→ Data provided:
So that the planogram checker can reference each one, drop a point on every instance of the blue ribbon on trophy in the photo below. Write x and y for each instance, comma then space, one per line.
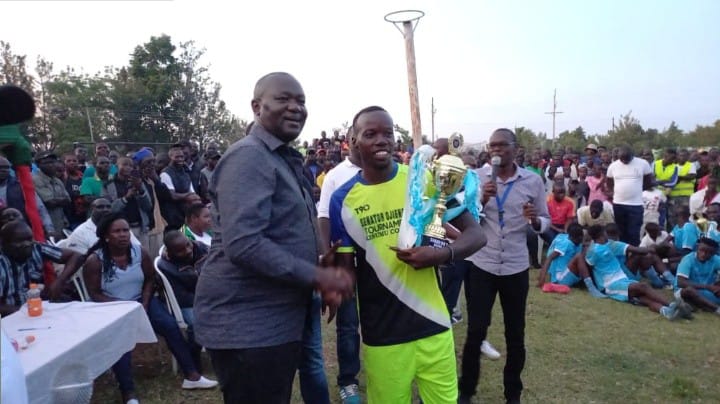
432, 183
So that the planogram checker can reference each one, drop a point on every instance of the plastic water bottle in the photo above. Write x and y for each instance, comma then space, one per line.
34, 301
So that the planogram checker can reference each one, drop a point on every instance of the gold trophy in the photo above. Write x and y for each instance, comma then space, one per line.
706, 226
448, 174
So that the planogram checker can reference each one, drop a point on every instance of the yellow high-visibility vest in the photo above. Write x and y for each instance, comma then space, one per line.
684, 187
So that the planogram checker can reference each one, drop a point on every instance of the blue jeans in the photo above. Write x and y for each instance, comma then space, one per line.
313, 383
453, 274
195, 348
164, 324
629, 220
348, 342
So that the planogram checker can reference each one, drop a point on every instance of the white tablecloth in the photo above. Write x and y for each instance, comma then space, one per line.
75, 342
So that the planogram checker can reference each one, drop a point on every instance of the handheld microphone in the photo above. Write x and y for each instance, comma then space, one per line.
16, 105
495, 162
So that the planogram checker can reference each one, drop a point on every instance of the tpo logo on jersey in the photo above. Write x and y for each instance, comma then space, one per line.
362, 209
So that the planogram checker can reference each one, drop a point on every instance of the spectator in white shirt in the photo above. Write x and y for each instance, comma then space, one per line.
598, 212
84, 237
627, 177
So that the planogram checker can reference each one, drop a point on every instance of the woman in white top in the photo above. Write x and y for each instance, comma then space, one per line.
116, 269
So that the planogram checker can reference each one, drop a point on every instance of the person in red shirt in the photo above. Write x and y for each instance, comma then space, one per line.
562, 213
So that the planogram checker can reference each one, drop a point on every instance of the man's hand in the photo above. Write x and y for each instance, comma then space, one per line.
328, 259
423, 256
334, 285
54, 291
489, 191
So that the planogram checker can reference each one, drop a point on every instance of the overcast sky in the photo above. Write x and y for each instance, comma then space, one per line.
487, 63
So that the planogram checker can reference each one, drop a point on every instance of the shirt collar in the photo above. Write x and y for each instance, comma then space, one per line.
518, 173
270, 140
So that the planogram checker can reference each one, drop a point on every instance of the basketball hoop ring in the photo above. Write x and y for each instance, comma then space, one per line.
404, 16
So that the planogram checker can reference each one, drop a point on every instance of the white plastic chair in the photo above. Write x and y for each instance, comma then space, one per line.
171, 302
77, 279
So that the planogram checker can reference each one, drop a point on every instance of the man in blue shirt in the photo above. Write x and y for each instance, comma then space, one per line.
698, 275
610, 278
561, 261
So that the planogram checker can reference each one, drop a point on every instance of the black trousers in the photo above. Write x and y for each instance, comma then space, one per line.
257, 375
480, 290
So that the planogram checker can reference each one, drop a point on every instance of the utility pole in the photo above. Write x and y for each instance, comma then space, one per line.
432, 117
408, 20
554, 112
87, 113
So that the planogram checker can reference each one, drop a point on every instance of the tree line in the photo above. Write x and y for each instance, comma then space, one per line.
162, 95
165, 94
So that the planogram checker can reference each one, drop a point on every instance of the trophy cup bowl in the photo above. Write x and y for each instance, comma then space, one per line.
448, 173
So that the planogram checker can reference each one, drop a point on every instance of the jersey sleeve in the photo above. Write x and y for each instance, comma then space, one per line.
338, 231
563, 246
690, 236
590, 257
619, 248
685, 266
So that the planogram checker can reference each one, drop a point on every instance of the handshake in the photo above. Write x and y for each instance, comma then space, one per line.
332, 282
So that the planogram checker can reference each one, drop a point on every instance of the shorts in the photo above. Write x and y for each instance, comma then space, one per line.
430, 361
565, 277
618, 290
703, 293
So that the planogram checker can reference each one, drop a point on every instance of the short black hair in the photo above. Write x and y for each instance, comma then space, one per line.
194, 210
595, 231
372, 108
509, 132
709, 242
611, 229
171, 236
575, 230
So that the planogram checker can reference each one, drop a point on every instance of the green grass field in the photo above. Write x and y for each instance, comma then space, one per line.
579, 350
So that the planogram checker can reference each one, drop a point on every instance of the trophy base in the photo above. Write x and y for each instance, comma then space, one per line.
434, 241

→ Work to complete:
Pictures are excluded; copy every other part of the records exactly.

→ Answer:
So that the planogram checker can reference each one, drop a point on every instance of the blue ribbon on trophy in the photo below. Write x and y for each instance, comma then space, one per line.
432, 183
So that the planogram checker can reference each one, drop a point on every instance of the plastic water bottle in the photo above. Write x and y for each instance, comma then space, one per line.
34, 301
So that the planogram checker can reference each one, drop a point on every instance of the gold trophy in the photo above. Write x and y for each instance, comma then space, one per line.
706, 226
448, 174
So that the planogram checker can reference each one, drop a point on every instance of the yellow high-visibility vest in the photo above. Write x and y for each instance, comma then space, one per line.
684, 187
So that the planogram checker can reference each one, drop a point on every instance of the blue jeans in the photo above. Write x and y for each instance, comma then space, one per line.
313, 383
453, 274
195, 348
164, 324
629, 220
348, 342
So that the planogram checker can reference each one, drop a point on every instance of the white tablecloth in the photo above. Write x and y for each instance, comma then space, one per line.
75, 342
So that the planogram checker can reference each one, drop a point on every instance of the handheld microphone in the photo above. Write x and y for each instance, comma then space, one per line.
16, 105
495, 162
So that the planogram checker can reference each one, drop a point on every instance of the tpo logo on jersey in the photo above. Write x and y for each instance, comma then space, one per line.
362, 209
So that the planogram checker can reference each one, drop a point on every instance of the spectator in white shirt in the photo above. Write x and y for each instance, comma then space, one per line.
598, 212
84, 237
627, 177
So that the planogram checker can reference each one, drop a point on every instance of the woman in white top in the photo above. Write x and y for each instance, comma then space, one per line.
116, 269
So that the planogram checker can reference each one, drop a point on every instance of the person in red shirt in the photo above. Write x and y for each instance, comma then space, one per line.
562, 213
So that the planogram checker can reference each one, drop a point on every instance of the man's hand in the photo above. Write x and y for each instance, comma then space, one per line.
328, 259
423, 256
334, 285
54, 291
489, 191
So that the planogram checker can reference each one, drop a point on every instance of the overcast sky in the photo above. Write x and y for each instance, comma then space, one per line.
487, 63
So that the planogram checker can reference each one, drop a point on every instance of the shirt collar in the photo above. Write x and y for each instance, comma then space, one per line.
518, 173
270, 140
So that the planogram checker can reference each one, drop a point on every instance of the basketball hoop ring in the photo above. Write x and y for each instance, comma then space, one per line.
404, 16
So that the planogram checker can reference each one, drop a point on every instance of the white plastic chair in the photo above. Write x and y for each instance, comma then space, one per line.
171, 302
77, 279
So that the planogram checker can reference each one, drop a point on every instance of the man in blue shirt in the photo above. Write x and y for each instance, comma then space, one per line.
698, 275
610, 278
561, 261
So that the planogram checker can reference each one, drop a point on every instance of the black trousers in the photo above. Write x and y for each instance, comma then space, one per line.
257, 375
480, 290
So that the planogram checker can reference each one, drop a point on every instance of the utility pole in the photo above. Write x and y for each instance, comma then space, one per line.
432, 117
408, 20
554, 112
87, 113
So that the planogram checker can reference each one, drop a point on every instance of the tree line in the photo above. Write x and y for each instance, comma then space, one per line.
162, 95
165, 94
So that the planogram checker can reference each one, drop a point on every instance of the trophy cup bowl in the photo above. Write x and y for each instance, comma then space, one per line.
448, 173
So that the planogram checker can reference each one, drop a point on every instance of the jersey sleeve in the photo above. Write x and y for each instance, comma then space, one per line.
338, 231
563, 246
690, 236
590, 257
619, 248
685, 266
So that the planogram checker can reference each one, drop a point on every instance of the handshake in the photo above. Write x and y for each instance, comma then space, one per line.
332, 282
So that the planogram checker can reference each one, drop a point on every instance of the shorts in the photo above. Write x and y for each instance, comma then space, one per line.
430, 361
565, 277
618, 290
703, 293
So that the planogram checker can reference each one, drop a point on every instance of the short black hair in the photo above. Write x and y for each instance, comma then space, one per line.
194, 210
595, 231
372, 108
509, 132
709, 242
611, 229
171, 236
575, 230
So that the planogram checker can reference each one, drop a point on every instance of the green grass field in the photo above. Write x and y for each instance, comma then space, one per line.
579, 350
So that the planogram checker can reference each one, drop a point on every instance of the trophy base in the photo above. Write x and y for each instance, comma then space, one per line.
434, 241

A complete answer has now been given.